-------- DATASET RECORDS

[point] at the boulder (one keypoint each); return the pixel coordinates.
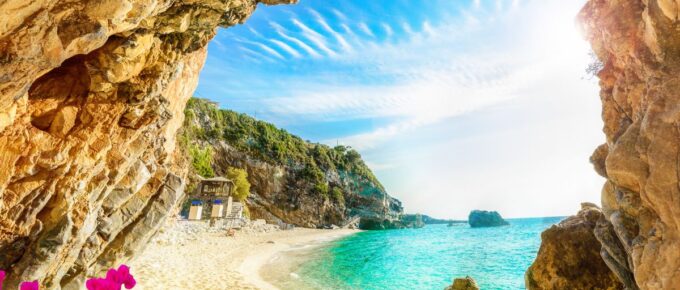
(569, 256)
(483, 218)
(466, 283)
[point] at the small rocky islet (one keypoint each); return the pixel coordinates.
(483, 219)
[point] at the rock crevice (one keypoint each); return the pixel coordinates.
(91, 97)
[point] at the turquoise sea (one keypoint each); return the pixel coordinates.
(426, 258)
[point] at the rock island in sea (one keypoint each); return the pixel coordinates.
(483, 218)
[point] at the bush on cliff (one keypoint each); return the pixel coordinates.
(201, 161)
(241, 185)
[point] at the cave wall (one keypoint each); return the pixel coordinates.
(638, 43)
(91, 98)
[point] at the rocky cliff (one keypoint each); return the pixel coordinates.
(91, 97)
(292, 180)
(569, 257)
(638, 45)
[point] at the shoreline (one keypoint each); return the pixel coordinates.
(189, 255)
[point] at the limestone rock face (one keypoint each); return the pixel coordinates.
(91, 97)
(639, 46)
(569, 257)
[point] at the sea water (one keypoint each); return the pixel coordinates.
(426, 258)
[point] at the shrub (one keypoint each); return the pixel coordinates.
(201, 160)
(338, 196)
(239, 176)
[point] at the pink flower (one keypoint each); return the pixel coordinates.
(113, 281)
(101, 284)
(29, 285)
(122, 277)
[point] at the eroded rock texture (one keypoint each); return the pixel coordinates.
(91, 97)
(569, 257)
(638, 42)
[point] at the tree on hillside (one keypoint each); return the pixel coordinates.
(240, 178)
(201, 160)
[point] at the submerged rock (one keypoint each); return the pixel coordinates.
(569, 257)
(483, 218)
(466, 283)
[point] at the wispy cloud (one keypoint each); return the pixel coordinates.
(338, 37)
(317, 39)
(388, 30)
(282, 32)
(365, 29)
(286, 48)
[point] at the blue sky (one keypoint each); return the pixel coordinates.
(456, 105)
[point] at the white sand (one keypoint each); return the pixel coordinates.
(211, 260)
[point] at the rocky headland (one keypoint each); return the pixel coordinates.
(483, 218)
(292, 181)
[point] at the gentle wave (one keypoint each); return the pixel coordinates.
(427, 258)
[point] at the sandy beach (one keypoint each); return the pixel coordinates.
(191, 256)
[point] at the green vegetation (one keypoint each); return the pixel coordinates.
(201, 160)
(241, 185)
(338, 196)
(268, 143)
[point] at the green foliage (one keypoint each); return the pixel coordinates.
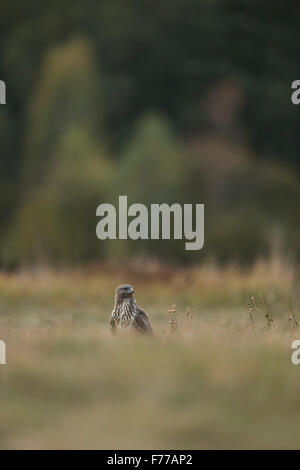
(57, 222)
(66, 96)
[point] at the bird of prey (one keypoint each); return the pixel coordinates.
(126, 313)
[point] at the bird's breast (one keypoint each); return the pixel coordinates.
(123, 314)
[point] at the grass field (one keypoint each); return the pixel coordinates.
(214, 378)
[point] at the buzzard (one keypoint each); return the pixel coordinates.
(126, 313)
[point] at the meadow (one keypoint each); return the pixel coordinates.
(217, 375)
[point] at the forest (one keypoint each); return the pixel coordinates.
(174, 101)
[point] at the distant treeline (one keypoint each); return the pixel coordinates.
(165, 101)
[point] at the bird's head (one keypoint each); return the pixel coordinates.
(124, 292)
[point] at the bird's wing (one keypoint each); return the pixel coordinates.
(141, 322)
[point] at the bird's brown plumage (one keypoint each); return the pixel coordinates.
(126, 313)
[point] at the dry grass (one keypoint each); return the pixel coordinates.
(223, 380)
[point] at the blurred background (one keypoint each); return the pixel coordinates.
(183, 101)
(173, 101)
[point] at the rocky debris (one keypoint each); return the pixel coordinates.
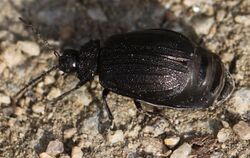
(153, 146)
(171, 141)
(242, 129)
(38, 108)
(4, 99)
(182, 152)
(118, 136)
(68, 133)
(55, 147)
(76, 152)
(54, 92)
(224, 134)
(243, 19)
(241, 101)
(44, 155)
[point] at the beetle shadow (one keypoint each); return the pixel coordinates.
(74, 23)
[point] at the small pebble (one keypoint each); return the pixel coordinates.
(220, 15)
(76, 152)
(243, 19)
(4, 99)
(54, 148)
(118, 136)
(97, 14)
(7, 111)
(19, 111)
(68, 133)
(223, 135)
(134, 133)
(241, 101)
(64, 156)
(38, 108)
(45, 155)
(172, 141)
(49, 80)
(203, 25)
(216, 155)
(157, 128)
(2, 66)
(28, 47)
(242, 129)
(55, 92)
(182, 152)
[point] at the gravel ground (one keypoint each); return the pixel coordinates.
(72, 127)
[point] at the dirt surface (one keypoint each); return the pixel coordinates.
(72, 127)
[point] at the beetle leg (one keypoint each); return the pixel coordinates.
(104, 97)
(140, 109)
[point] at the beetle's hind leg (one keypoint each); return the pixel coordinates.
(104, 98)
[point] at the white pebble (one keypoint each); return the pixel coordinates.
(49, 80)
(97, 14)
(54, 148)
(45, 155)
(28, 47)
(241, 101)
(182, 152)
(38, 108)
(243, 19)
(68, 133)
(203, 26)
(118, 136)
(223, 135)
(172, 141)
(242, 129)
(4, 99)
(55, 92)
(152, 145)
(76, 152)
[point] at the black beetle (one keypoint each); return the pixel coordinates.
(157, 66)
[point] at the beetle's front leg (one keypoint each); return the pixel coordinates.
(104, 97)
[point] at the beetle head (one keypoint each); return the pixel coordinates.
(82, 61)
(228, 88)
(68, 61)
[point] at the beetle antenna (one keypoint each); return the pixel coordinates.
(39, 38)
(32, 83)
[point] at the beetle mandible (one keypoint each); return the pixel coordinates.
(157, 66)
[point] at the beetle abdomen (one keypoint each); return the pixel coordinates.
(153, 72)
(161, 67)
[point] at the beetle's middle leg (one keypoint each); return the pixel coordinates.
(104, 98)
(140, 109)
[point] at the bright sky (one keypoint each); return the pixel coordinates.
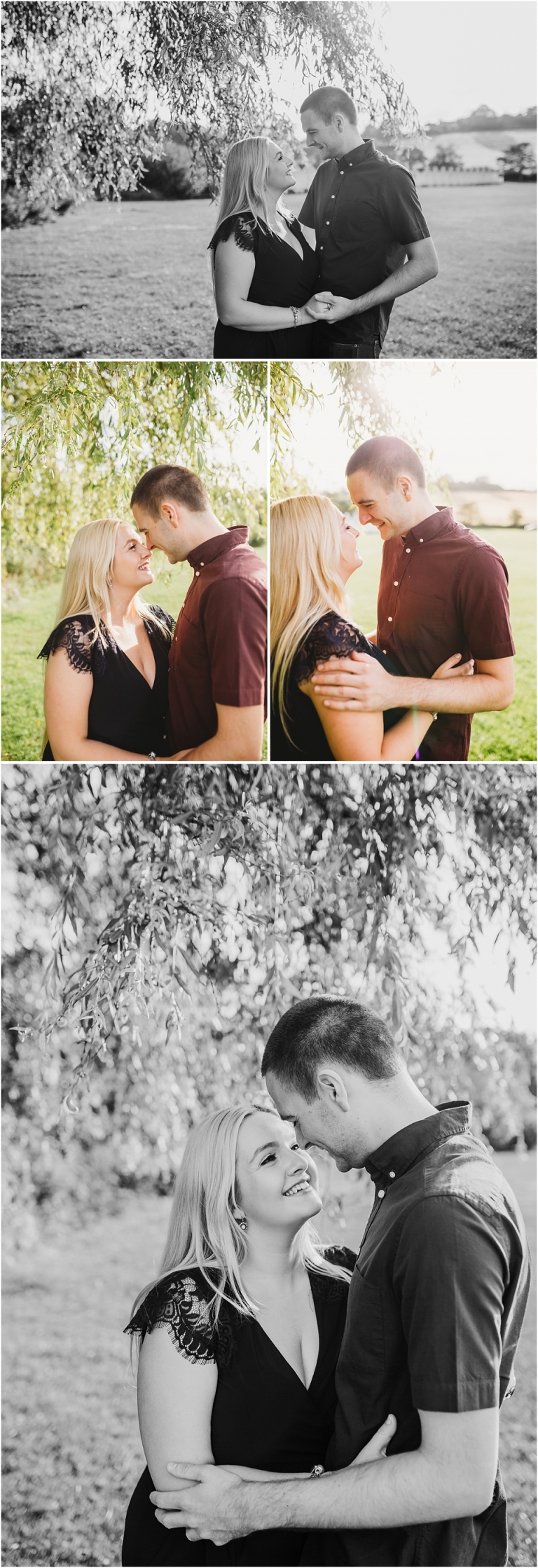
(458, 54)
(477, 418)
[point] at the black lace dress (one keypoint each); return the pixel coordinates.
(281, 278)
(263, 1413)
(125, 709)
(330, 635)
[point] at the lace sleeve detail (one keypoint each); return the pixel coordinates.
(77, 637)
(242, 228)
(181, 1303)
(331, 635)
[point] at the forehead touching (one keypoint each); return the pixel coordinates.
(263, 1132)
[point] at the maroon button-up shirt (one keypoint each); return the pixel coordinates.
(219, 653)
(443, 591)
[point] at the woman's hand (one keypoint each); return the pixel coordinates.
(377, 1450)
(449, 668)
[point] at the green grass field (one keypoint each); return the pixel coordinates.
(71, 1443)
(132, 281)
(27, 618)
(495, 737)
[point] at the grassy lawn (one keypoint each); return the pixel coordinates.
(509, 736)
(25, 623)
(132, 281)
(73, 1451)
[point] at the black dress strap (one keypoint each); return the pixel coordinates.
(181, 1302)
(240, 226)
(77, 635)
(331, 635)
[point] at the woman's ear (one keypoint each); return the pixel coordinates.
(333, 1089)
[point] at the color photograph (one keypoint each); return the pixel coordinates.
(435, 465)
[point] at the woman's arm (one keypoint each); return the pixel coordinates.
(174, 1407)
(68, 694)
(359, 737)
(234, 272)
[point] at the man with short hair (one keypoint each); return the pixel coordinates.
(219, 653)
(435, 1313)
(443, 591)
(371, 231)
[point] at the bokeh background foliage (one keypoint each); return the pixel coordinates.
(79, 435)
(160, 919)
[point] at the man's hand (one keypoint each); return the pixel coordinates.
(358, 684)
(211, 1509)
(330, 308)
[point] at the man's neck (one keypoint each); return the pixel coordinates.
(424, 509)
(350, 140)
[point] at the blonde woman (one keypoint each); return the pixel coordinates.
(265, 270)
(107, 656)
(314, 552)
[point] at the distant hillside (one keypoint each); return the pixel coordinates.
(485, 118)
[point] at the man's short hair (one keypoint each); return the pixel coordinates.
(329, 1029)
(385, 458)
(330, 102)
(170, 482)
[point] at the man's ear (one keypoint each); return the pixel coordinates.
(333, 1089)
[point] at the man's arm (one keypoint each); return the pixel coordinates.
(450, 1476)
(239, 737)
(361, 682)
(421, 266)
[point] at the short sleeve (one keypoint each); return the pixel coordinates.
(450, 1274)
(330, 637)
(77, 635)
(235, 634)
(242, 228)
(402, 207)
(483, 604)
(181, 1303)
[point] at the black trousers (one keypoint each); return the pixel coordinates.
(329, 345)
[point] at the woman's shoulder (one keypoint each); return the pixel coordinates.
(165, 620)
(181, 1302)
(240, 226)
(77, 635)
(333, 1286)
(331, 635)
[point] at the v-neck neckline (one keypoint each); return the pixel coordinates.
(306, 1387)
(132, 662)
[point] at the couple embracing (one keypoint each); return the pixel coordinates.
(402, 690)
(127, 682)
(306, 1404)
(322, 284)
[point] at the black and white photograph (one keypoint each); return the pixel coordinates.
(258, 181)
(269, 1157)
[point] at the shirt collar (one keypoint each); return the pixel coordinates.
(350, 160)
(415, 1142)
(219, 546)
(429, 528)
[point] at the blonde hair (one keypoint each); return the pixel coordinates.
(305, 579)
(245, 181)
(202, 1230)
(88, 576)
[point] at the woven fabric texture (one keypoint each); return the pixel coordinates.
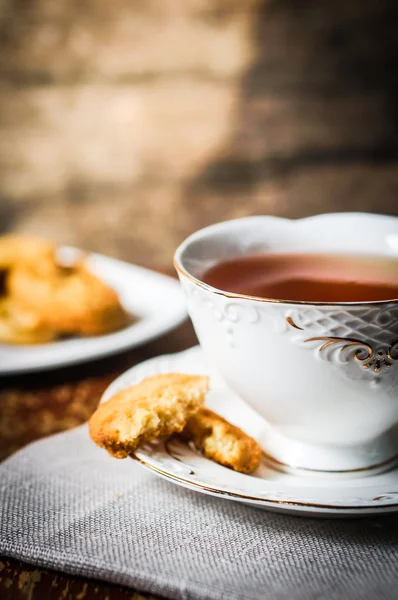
(66, 505)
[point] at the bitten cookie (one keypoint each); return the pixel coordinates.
(159, 405)
(222, 442)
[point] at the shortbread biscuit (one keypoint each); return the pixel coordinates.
(70, 300)
(222, 442)
(20, 326)
(157, 406)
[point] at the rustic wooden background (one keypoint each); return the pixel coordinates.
(127, 124)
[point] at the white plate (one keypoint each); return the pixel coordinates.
(270, 487)
(155, 299)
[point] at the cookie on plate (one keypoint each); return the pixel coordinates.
(222, 442)
(157, 406)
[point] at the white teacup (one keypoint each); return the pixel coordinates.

----------------

### WHAT YOU ARE ASKED TO DO
Quote the rows word for word, starting at the line containing "[point] at the shortbread" and ending with the final line of the rows.

### EXERCISE SOLUTION
[point] at the shortbread biscuit (one keypoint each); return the pixel coordinates.
(70, 300)
(222, 442)
(20, 326)
(157, 406)
[point] at the rustic wooden background (one keypoint each); return the pixel coordinates.
(127, 124)
[point] at the white plate (one keypoint each); return the pixel coordinates.
(270, 487)
(155, 299)
[point] at the cookie on plate (one keypoint each); return the pixel coordinates.
(222, 442)
(157, 406)
[point] at the white teacup (one keypoint each); return the pixel coordinates.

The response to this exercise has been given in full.